- **Exercise requirements**:
1) In the passage on time dilation and length contraction, how fast is the 1 m rod in Fig. 2-9 traveling along the x axis?
2) Continue the passage on time dilation and length contraction from its final sentence.

- **Text to read**:
>>>
Time dilation and length contraction
Figure
2–8. The invariant hyperbola comprises the points that can be reached
from the origin in a fixed proper time by clocks traveling at different
speeds
Fig. 2-8 illustrates the invariant hyperbola for all events that can
be reached from the origin in a proper time of 5 meters (approximately 1.67×10−8 s).
Different world lines represent clocks moving at different speeds. A
clock that is stationary with respect to the observer has a world line
that is vertical, and the elapsed time measured by the observer is the
same as the proper time. For a clock traveling at 0.3 c, the elapsed time measured by the observer is 5.24 meters (1.75×10−8 s), while for a clock traveling at 0.7 c, the elapsed time measured by the observer is 7.00 meters (2.34×10−8 s).
This illustrates the phenomenon known as time dilation.
Clocks that travel faster take longer (in the observer frame) to tick
out the same amount of proper time, and they travel further along the
x–axis within that proper time than they would have without time
dilation. The measurement of time dilation by two observers in different inertial
reference frames is mutual. If observer O measures the clocks of
observer O′ as running slower in his frame, observer O′ in turn will
measure the clocks of observer O as running slower.
Figure
2–9. In this spacetime diagram, the 1 m length of the moving rod, as
measured in the primed frame, is the foreshortened distance OC when
projected onto the unprimed frame.
Length contraction,
like time dilation, is a manifestation of the relativity of
simultaneity. Measurement of length requires measurement of the
spacetime interval between two events that are simultaneous in one's
frame of reference. But events that are simultaneous in one frame of
reference are, in general, not simultaneous in other frames of
reference.
Fig. 2-9 illustrates the motions of a 1 m rod that is traveling at 0.5 c along the x
axis. The edges of the blue band represent the world lines of the rod's
two endpoints. The invariant hyperbola illustrates events separated
from the origin by a spacelike interval of 1 m. The endpoints O and B
measured when t′ = 0
are simultaneous events in the S′ frame. But to an observer in frame S,
events O and B are not simultaneous. To measure length, the observer in
frame S measures the endpoints of the rod as projected onto the x-axis along their world lines. The projection of the rod's world sheet onto the x axis yields the foreshortened length OC.
(not illustrated) Drawing a vertical line through A so that it intersects the x′
axis demonstrates that, even as OB is foreshortened from the point of
view of observer O, OA is likewise foreshortened from the point of view
of observer O′. In the same way that each observer measures the other's
clocks as running slow, each observer measures the other's rulers as
being contracted.
In regards to mutual length contraction, Fig. 2-9 illustrates that the primed and unprimed frames are mutually rotated by a hyperbolic angle (analogous to ordinary angles in Euclidean geometry). Because of this rotation, the projection of a primed meter-stick onto the unprimed x-axis is foreshortened, while the projection of an unprimed meter-stick onto the primed x′-axis is likewise foreshortened.
<<<
- **Data extract**:
>>>
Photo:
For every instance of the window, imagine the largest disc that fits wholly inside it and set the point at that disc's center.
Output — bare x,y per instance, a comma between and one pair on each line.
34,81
<<<
- **Answers to the tasks**:
1) 0.5 c

2)
Mutual time dilation and length contraction tend to strike beginners
as inherently self-contradictory concepts. If an observer in frame S
measures a clock, at rest in frame S', as running slower than his',
while S' is moving at speed v in S, then the principle of
relativity requires that an observer in frame S' likewise measures a
clock in frame S, moving at speed −v in S', as running slower than hers. How two clocks can run both slower than the other, is an important question that "goes to the heart of understanding special relativity."
This apparent contradiction stems from not correctly taking into
account the different settings of the necessary, related measurements.
These settings allow for a consistent explanation of the only apparent
contradiction. It is not about the abstract ticking of two identical
clocks, but about how to measure in one frame the temporal distance of
two ticks of a moving clock. It turns out that in mutually observing the
duration between ticks of clocks, each moving in the respective frame,
different sets of clocks must be involved. In order to measure in frame S
the tick duration of a moving clock W′ (at rest in S′), one uses two additional, synchronized clocks W1 and W2 at rest in two arbitrarily fixed points in S with the spatial distance d.
Two events can be defined by the condition "two clocks are simultaneously at one place", i.e., when W′ passes each W1 and W2. For both events the two readings of the collocated clocks are recorded. The difference of the two readings of W1 and W2 is the temporal distance of the two events in S, and their spatial distance is d.
The difference of the two readings of W′ is the temporal distance of
the two events in S′. In S′ these events are only separated in time,
they happen at the same place in S′. Because of the invariance of the
spacetime interval spanned by these two events, and the nonzero spatial
separation d in S, the temporal distance in S′ must be smaller than the one in S: the smaller temporal distance between the two events, resulting from the readings of the moving clock W′, belongs to the slower running clock W′.
Conversely, for judging in frame S′ the temporal distance of two
events on a moving clock W (at rest in S), one needs two clocks at rest
in S′.
In this comparison the clock W is moving by with velocity −v.
Recording again the four readings for the events, defined by "two
clocks simultaneously at one place", results in the analogous temporal
distances of the two events, now temporally and spatially separated in
S′, and only temporally separated but collocated in S. To keep the
spacetime interval invariant, the temporal distance in S must be smaller
than in S′, because of the spatial separation of the events in S′: now
clock W is observed to run slower.
The necessary recordings for the two judgements, with "one moving
clock" and "two clocks at rest" in respectively S or S′, involves two
different sets, each with three clocks. Since there are different sets
of clocks involved in the measurements, there is no inherent necessity
that the measurements be reciprocally "consistent" such that, if one
observer measures the moving clock to be slow, the other observer
measures the other clock to be fast.
Figure 2-10. Mutual time dilation
Fig. 2-10 illustrates the previous discussion of mutual time dilation with Minkowski diagrams.
The upper picture reflects the measurements as seen from frame S "at
rest" with unprimed, rectangular axes, and frame S′ "moving with v > 0",
coordinatized by primed, oblique axes, slanted to the right; the lower
picture shows frame S′ "at rest" with primed, rectangular coordinates,
and frame S "moving with −v < 0", with unprimed, oblique axes, slanted to the left.
Each line drawn parallel to a spatial axis (x, x′) represents a line of simultaneity. All events on such a line have the same time value (ct, ct′). Likewise, each line drawn parallel to a temporal axis (ct, ct′) represents a line of equal spatial coordinate values (x, x′).
One may designate in both pictures the origin O (= O′)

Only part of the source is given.